Start of Block
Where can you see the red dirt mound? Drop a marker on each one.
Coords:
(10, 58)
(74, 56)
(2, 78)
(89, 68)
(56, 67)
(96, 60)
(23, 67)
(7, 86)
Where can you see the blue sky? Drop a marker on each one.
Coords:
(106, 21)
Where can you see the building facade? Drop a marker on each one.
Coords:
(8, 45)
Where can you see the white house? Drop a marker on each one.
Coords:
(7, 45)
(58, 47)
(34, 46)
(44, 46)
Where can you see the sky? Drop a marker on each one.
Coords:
End of Block
- [WHAT TO PRODUCE]:
Write out every record exactly as it appears above.

- [EXERCISE ANSWER]:
Where can you see the red dirt mound? Drop a marker on each one.
Coords:
(10, 58)
(74, 56)
(2, 78)
(89, 68)
(56, 67)
(96, 60)
(23, 67)
(7, 86)
Where can you see the blue sky? Drop a marker on each one.
Coords:
(106, 21)
Where can you see the building facade? Drop a marker on each one.
Coords:
(8, 45)
Where can you see the white house? Drop a marker on each one.
Coords:
(7, 45)
(58, 47)
(34, 46)
(44, 46)
Where can you see the sky? Drop a marker on each one.
Coords:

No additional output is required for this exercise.